====== Text section ======

[rbldnsd] Re: rbldnsd-0.995 and duplicate entries

Thu Oct 6 20:55:40 MSD 2005

[Cc'ing rbldnsd mailinglist, for future reference.
  If you want to discuss rbldnsd, please use the mailinglist.
  Thanks]

Sami Farin wrote:
> hi.
> 
> I wanted to sort and remove duplicates from my list of
> dynamic hosts, which I serve with rbldnsd.
> There are some duplicates and some stupidity
> like listing a /16 netblock by listing all of the 256
> /24 netblocks.  First I thought I could modify rbldnsd
> to spit out human-readable text file with -D option
> (dumphumanzone()) but I noticed rbldnsd does not remove
> duplicated entries, when the network sizes differ:
> for example if both 82.22 and 82.22.33 are listed, rbldnsd does
> not remove 82.22.33.  That causes extra /24 to be listed
> in the stats:
> 
> 2005-10-06 17:53:21.915621500 rbldnsd: ip4set:easynet.nl/rbldnsd.dynablock.txt: 20051006 145254: e32/24/16/8=579103/319512/2071/0
> 
> and it also gives too many useless (duplicated) lines with -d option.
> 82.22 and 82.22.33 have the same TXT record, so there's no point
> in including 82.22.33.

Looks like you somewhat misunderstood what rbldnsd is for.
It isn't suitable to optimize your data, it's primary goal
is to be a nameserver, not net-range processor/optimizer.
It performs some minor optimisations for the data, so that
real duplicates will not go into the DNS replies.  Minor
optimisations which only very little affects its speed
(data loading speed in this case).

The case you described above requires quite major and slow
optimisation pass, and is not relevant for DNS operations -
it does not matter whenever rbldnsd will reply to the query
using 82.22.33 entry or 82.22 entry, if both gives the same
A/TXT result, *and* there are only two entries like that for
the given query.

Note that bold "and" - suppose you have *another* 82.22.33
entry, with different A/TXT (eg, dynamic block like you have,
*and*, say, spammer-infested block, both marked with appropriate
TXT records).  In this case, without 82.22.33 entry, rbldnsd
will return TWO records in reply, while with that "small entry",
it will return only one, for 82.22.33.  Like:

      *.22.82  Dynamic block
      *.22.82  Spammer XYZ
   *.33.22.82  Dynamic block

Note that this is exactly how named will handle this set of
records.  "Most specific entry wins", something like that
(this rule only works when all entries are on octet boundary,
even in rbldnsd ip4set - due to how DNS works and due to some
speed/correctness compromise, but that's another story).

======

◆ **Problems to solve**
**1.** According to the rbldnsd thread, what is rbldnsd's primary goal?
**2.** Please write out the rbldnsd thread from "The case you" up to and including "the given query.", swapping "query" for "lookup" throughout.

====== Records supplied ======

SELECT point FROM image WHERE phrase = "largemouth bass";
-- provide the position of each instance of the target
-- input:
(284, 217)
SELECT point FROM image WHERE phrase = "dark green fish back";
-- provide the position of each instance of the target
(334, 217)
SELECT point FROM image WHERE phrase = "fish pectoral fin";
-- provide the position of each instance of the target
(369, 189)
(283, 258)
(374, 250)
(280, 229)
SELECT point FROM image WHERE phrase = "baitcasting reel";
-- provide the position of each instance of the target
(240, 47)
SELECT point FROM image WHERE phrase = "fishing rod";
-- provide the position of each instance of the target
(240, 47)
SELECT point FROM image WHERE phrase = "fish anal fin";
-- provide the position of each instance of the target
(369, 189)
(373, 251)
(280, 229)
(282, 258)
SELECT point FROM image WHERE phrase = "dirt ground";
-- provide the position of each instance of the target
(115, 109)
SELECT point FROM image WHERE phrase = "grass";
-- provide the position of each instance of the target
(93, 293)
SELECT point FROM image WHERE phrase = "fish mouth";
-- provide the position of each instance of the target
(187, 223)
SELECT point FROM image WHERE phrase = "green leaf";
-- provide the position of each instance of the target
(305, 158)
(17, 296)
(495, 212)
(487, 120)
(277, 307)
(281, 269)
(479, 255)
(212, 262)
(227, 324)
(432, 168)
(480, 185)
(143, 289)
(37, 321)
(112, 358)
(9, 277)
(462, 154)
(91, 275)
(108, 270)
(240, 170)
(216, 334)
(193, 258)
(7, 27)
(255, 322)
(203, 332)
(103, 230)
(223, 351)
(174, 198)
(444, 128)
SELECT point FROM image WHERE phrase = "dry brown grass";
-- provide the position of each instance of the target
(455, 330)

======

◆ **The solutions**
**1.** To be a nameserver.

**2.**
The case you described above requires quite major and slow
optimisation pass, and is not relevant for DNS operations -
it does not matter whenever rbldnsd will reply to the lookup
using 82.22.33 entry or 82.22 entry, if both gives the same
A/TXT result, *and* there are only two entries like that for
the given lookup.